- **Testo citato**
* * *

Immagini di Sant’Agata e della festa in suo onore abbondano nei testi dei più noti scrittori catanesi, laici professi e anticlericali ostinati alcuni, ma ‘tutti devoti tutti’ alla patrona, vergine e martire, della loro città.
Canta Sant’Agata ‘immortale e summu vantu di li nostri liti’ il poeta Domenico Tempio che visse e morì nella città etnea il 4 febbraio del 1820, proprio quando sfilavano per le vie del suo quartiere, la Civita, le candelore in onore della santa.
Ricorrendo la festa di Sant’Agata, il 5 Febbraio 1859, il giovanissimo Mario Rapisardi scrive la sua prima poesia: è un’ode alla patrona della sua città, che il futuro estensore del poema Lucifero, celebra come ‘sovrana beltà, pura, celeste’ , che tutti ‘imploran nell’ore afflitte e meste’ e per la quale Catania in ciel si cangerà’.

* * *

- **Estratto dei dati**
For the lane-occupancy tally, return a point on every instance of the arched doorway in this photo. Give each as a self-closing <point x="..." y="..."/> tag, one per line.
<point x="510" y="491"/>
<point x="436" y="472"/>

* * *

- **Obiettivo**
Puoi citare alla lettera il testo su Sant'Agata, partendo da "Immagini di Sant’Agata" e arrivando fino a "onore della santa."?

- **Soluzione svolta**
Immagini di Sant’Agata e della festa in suo onore abbondano nei testi dei più noti scrittori catanesi, laici professi e anticlericali ostinati alcuni, ma ‘tutti devoti tutti’ alla patrona, vergine e martire, della loro città.
Canta Sant’Agata ‘immortale e summu vantu di li nostri liti’ il poeta Domenico Tempio che visse e morì nella città etnea il 4 febbraio del 1820, proprio quando sfilavano per le vie del suo quartiere, la Civita, le candelore in onore della santa.